**Listed records**:
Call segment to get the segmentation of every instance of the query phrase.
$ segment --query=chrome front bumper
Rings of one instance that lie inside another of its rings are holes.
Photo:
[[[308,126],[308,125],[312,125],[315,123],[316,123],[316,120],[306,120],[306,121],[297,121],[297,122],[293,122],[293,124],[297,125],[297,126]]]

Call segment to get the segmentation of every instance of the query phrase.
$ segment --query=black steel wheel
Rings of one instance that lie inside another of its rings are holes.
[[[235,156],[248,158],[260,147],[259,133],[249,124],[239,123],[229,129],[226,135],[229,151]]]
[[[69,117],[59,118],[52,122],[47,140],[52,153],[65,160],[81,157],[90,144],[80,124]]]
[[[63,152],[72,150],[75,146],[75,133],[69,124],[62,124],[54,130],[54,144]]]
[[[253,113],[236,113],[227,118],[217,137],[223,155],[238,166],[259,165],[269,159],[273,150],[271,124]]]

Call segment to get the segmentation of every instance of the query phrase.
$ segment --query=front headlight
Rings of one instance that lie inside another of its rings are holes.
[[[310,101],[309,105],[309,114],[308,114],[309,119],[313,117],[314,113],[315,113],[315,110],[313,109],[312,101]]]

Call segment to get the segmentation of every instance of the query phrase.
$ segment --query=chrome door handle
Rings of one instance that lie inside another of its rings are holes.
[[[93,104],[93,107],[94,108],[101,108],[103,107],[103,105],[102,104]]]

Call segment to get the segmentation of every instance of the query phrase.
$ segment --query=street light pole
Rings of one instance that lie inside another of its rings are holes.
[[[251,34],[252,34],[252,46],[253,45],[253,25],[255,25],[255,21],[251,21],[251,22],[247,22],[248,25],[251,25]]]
--
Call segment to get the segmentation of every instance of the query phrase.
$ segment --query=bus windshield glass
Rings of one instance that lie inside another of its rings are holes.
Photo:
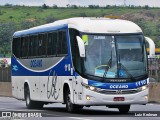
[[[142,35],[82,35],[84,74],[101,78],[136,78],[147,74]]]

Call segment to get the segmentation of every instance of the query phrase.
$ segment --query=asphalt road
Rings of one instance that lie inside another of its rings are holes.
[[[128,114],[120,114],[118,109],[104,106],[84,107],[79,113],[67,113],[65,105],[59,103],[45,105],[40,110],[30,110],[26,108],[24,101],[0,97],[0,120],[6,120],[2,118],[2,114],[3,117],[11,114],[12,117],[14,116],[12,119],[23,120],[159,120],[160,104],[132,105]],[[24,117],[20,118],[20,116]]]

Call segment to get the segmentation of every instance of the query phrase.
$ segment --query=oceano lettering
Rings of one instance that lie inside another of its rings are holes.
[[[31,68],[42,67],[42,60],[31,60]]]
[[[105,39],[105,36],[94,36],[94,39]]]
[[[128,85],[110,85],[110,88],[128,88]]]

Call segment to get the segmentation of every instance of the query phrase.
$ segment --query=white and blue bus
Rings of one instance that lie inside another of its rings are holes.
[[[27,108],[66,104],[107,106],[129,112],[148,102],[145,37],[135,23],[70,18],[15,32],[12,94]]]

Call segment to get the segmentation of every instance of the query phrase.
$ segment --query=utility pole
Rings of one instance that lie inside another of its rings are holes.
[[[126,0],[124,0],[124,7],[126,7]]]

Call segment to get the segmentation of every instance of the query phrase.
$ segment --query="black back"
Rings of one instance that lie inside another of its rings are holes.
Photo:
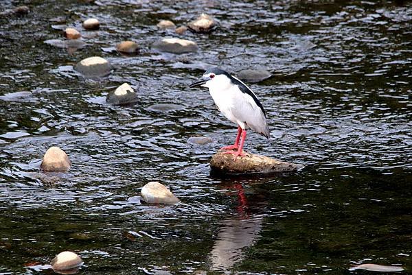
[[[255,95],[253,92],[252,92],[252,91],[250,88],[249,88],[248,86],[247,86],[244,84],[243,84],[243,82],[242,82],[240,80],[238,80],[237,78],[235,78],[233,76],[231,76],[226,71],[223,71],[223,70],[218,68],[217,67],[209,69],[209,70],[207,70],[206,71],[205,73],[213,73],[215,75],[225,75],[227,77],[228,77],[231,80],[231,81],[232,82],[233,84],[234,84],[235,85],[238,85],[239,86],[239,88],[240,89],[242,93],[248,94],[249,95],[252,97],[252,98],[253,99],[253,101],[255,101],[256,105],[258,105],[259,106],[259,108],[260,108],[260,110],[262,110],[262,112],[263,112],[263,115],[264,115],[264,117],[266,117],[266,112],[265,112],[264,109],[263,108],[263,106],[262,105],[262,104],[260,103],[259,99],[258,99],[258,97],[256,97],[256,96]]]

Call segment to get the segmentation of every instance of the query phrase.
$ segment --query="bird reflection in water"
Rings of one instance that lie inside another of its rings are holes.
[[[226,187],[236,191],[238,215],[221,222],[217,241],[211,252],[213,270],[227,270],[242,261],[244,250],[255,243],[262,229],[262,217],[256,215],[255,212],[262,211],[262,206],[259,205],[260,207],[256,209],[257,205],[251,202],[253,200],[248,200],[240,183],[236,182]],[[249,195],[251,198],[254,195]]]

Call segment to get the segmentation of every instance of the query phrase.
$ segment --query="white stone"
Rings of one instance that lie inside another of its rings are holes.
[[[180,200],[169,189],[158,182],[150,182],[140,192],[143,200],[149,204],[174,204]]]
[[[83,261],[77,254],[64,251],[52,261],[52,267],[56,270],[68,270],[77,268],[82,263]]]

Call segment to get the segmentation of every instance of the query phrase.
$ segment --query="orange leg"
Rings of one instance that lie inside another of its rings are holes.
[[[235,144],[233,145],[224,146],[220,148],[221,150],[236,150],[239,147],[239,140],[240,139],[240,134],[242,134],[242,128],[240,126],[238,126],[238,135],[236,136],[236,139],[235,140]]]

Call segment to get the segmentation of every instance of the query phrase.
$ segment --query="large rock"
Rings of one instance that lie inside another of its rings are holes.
---
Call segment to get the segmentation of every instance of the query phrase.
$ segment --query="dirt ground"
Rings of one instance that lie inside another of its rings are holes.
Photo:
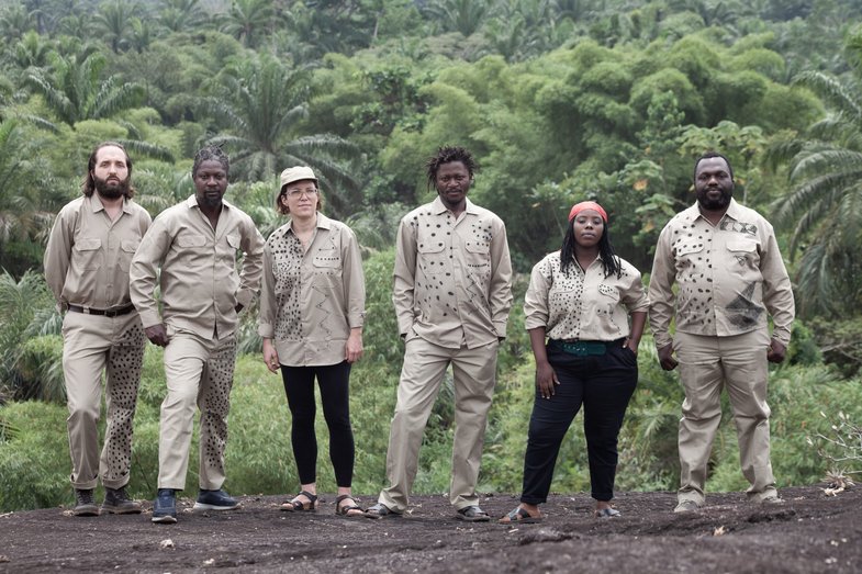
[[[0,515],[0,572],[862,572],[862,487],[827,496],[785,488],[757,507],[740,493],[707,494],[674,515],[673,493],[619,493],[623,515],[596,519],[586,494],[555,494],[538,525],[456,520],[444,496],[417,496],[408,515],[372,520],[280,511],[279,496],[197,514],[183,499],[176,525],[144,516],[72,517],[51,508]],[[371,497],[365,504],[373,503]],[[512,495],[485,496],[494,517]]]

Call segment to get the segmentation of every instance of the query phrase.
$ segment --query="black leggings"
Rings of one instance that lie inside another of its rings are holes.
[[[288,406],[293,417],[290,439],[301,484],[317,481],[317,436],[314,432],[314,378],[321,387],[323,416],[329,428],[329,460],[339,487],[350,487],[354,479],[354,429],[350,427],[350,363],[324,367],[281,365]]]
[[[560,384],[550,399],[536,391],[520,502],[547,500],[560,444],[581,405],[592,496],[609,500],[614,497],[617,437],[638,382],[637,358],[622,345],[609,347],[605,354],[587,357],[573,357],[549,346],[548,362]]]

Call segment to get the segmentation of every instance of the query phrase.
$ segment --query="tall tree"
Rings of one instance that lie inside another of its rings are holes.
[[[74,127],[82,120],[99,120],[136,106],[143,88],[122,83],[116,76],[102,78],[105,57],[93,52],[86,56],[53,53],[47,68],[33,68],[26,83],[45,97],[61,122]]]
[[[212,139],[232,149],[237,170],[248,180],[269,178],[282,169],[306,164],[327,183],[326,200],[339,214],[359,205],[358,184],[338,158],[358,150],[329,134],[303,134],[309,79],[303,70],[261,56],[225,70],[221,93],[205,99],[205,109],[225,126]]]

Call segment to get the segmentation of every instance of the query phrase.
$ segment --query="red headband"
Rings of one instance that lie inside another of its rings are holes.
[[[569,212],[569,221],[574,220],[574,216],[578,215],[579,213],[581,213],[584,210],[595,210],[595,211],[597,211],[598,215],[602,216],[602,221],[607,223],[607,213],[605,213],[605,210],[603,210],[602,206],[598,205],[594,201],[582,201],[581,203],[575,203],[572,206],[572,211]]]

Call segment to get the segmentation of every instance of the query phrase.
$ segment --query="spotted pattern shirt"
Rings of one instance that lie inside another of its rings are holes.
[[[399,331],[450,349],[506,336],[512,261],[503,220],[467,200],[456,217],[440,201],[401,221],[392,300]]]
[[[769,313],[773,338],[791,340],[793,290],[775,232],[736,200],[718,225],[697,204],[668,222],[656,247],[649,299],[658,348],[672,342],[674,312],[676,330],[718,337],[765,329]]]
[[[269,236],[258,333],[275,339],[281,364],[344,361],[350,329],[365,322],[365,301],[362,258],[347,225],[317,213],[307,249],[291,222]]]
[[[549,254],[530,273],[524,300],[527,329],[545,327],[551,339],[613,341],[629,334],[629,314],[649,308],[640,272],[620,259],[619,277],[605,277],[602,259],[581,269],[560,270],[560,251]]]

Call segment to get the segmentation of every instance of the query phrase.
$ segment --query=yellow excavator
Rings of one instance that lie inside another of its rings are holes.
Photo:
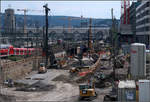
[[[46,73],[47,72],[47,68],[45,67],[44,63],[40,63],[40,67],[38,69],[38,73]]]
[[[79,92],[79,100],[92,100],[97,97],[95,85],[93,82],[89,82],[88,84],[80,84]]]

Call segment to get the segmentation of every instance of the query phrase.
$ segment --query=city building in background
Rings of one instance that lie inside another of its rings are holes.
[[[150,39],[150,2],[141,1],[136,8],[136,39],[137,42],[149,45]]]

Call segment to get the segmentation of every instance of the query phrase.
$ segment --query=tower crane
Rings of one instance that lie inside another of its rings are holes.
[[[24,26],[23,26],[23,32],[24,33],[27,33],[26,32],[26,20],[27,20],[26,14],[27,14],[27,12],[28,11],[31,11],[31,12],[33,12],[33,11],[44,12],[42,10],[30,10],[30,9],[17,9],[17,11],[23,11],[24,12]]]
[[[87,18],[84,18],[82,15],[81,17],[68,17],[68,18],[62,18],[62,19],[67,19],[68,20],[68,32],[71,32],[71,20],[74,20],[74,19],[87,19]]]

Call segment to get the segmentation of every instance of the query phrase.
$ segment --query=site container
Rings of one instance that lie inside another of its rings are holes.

**Written problem**:
How many lines in the records above contain the string "black", with case counting? Reply with the number alone.

**Answer for the task**:
3